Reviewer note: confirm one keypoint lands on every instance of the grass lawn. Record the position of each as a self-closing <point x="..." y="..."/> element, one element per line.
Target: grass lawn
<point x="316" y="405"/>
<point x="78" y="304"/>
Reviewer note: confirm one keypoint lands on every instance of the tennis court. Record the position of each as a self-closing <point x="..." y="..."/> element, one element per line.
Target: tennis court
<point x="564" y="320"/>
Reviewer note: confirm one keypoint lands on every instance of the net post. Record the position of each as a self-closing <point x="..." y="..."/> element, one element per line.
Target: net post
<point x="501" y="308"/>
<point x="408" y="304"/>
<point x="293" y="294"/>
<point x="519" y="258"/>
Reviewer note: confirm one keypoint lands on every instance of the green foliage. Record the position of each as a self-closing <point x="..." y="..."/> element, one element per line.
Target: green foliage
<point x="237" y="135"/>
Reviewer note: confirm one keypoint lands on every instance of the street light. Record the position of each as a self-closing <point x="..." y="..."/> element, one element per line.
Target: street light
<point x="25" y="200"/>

__________________________________________________

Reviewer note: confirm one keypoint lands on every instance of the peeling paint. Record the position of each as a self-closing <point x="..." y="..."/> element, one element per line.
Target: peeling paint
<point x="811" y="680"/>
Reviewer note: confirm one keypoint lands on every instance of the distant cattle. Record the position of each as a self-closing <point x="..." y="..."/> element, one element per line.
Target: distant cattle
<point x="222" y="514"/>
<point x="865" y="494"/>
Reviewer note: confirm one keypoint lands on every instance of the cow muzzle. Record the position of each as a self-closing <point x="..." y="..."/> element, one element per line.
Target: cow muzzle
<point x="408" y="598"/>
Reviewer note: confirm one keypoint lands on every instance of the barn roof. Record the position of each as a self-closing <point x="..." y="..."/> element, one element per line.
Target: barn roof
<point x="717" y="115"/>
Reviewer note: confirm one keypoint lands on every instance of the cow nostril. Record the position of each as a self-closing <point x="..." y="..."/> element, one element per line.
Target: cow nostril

__________________________________________________

About this task -> State, as a bare number, how many lines of the material contain "nostril".

Expected output -> 2